Start of MATERIAL SHOWN
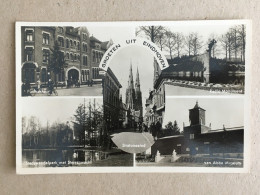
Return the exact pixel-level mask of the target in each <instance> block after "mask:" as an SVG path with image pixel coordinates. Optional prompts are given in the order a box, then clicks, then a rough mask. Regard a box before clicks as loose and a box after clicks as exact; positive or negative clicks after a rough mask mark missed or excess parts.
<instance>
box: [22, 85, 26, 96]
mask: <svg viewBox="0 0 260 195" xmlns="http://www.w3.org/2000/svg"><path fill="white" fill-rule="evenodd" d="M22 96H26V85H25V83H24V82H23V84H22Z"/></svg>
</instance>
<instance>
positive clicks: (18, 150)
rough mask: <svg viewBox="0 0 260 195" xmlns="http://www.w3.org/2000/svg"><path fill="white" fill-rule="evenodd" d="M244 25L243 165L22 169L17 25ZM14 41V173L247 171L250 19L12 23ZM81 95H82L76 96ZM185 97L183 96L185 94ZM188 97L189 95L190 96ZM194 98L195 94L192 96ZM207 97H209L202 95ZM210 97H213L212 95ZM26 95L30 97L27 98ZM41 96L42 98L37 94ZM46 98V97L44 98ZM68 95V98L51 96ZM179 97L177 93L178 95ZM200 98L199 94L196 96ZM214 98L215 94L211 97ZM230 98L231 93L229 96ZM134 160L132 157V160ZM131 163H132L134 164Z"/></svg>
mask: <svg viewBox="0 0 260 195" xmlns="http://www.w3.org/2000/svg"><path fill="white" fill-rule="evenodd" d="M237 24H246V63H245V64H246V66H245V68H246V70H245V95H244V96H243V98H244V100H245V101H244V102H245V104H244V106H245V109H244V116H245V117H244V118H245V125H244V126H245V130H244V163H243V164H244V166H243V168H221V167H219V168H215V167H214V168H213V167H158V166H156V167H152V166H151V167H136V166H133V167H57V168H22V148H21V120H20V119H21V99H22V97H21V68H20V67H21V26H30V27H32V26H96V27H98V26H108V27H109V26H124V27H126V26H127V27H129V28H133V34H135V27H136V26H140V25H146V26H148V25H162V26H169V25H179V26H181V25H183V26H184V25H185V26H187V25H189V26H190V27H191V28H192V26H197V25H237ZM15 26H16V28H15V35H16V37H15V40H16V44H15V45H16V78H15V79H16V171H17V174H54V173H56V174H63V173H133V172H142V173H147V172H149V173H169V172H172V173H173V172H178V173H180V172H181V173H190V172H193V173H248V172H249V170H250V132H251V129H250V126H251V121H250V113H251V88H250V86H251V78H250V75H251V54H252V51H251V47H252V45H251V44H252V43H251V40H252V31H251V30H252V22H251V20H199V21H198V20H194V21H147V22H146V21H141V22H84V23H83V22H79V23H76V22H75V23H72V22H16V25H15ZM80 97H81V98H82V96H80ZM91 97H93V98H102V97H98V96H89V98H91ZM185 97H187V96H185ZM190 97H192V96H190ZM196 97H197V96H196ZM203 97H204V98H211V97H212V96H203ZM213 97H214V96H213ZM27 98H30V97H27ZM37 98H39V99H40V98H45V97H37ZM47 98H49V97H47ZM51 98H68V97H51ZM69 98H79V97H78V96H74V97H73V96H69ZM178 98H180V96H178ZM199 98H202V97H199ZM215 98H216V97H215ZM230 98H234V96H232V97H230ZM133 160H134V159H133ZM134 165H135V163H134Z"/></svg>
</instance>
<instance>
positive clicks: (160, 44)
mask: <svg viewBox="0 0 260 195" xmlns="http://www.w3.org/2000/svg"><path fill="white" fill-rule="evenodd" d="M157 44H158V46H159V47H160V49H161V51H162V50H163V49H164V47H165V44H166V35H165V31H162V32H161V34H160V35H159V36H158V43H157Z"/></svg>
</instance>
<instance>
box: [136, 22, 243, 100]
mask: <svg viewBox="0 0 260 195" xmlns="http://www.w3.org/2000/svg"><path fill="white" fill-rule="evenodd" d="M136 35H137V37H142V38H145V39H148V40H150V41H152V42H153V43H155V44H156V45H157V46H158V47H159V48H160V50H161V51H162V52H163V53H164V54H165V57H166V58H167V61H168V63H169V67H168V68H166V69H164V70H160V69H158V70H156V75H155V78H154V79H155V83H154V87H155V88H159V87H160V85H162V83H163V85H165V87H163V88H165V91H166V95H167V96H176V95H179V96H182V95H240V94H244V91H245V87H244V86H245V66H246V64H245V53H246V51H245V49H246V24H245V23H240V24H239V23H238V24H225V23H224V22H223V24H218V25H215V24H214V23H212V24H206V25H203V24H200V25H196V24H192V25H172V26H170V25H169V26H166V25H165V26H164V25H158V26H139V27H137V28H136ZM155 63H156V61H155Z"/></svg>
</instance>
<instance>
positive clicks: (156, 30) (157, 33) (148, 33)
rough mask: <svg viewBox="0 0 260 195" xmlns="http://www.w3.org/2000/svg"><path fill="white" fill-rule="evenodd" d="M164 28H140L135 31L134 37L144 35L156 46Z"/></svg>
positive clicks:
End of MATERIAL SHOWN
What is needed is an exact copy of the lines from the start of the listing above through the line that holds "positive clicks: (18, 150)", with the pictures left out.

Return the exact pixel-level mask of the target in each <instance> block after "mask:" as an SVG path with image pixel coordinates. Optional prompts are given in the order a box, then clicks, then a rough mask. Regard a box before clicks as loose and a box after clicks as exact; positive or negative clicks after a rough mask mark missed or excess parts.
<instance>
box: [22, 85, 26, 96]
mask: <svg viewBox="0 0 260 195" xmlns="http://www.w3.org/2000/svg"><path fill="white" fill-rule="evenodd" d="M22 96H26V85H25V83H24V82H23V84H22Z"/></svg>
</instance>
<instance>
positive clicks: (18, 150)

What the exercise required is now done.